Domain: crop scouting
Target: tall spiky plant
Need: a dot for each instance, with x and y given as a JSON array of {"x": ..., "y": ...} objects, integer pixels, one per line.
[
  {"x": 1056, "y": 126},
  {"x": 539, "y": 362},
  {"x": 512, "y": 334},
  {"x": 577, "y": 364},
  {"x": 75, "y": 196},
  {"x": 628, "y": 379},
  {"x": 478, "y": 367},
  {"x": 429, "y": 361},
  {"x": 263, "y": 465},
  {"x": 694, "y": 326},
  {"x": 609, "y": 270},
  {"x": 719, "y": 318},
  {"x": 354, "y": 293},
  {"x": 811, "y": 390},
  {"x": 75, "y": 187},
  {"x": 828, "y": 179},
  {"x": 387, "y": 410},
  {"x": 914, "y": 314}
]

**EXERCISE**
All of the data must be returned exactly.

**EXERCISE ANSWER**
Domain: crop scouting
Target: tall spiky plant
Need: a dot for each instance, with x and y given as a JSON array of {"x": ..., "y": ...} objects, integer pixels, one per line.
[
  {"x": 1056, "y": 126},
  {"x": 539, "y": 362},
  {"x": 512, "y": 334},
  {"x": 577, "y": 364},
  {"x": 75, "y": 196},
  {"x": 628, "y": 379},
  {"x": 478, "y": 367},
  {"x": 429, "y": 361},
  {"x": 263, "y": 465},
  {"x": 694, "y": 326},
  {"x": 609, "y": 270},
  {"x": 719, "y": 318},
  {"x": 354, "y": 293},
  {"x": 811, "y": 390},
  {"x": 75, "y": 187},
  {"x": 828, "y": 179},
  {"x": 387, "y": 410},
  {"x": 914, "y": 314}
]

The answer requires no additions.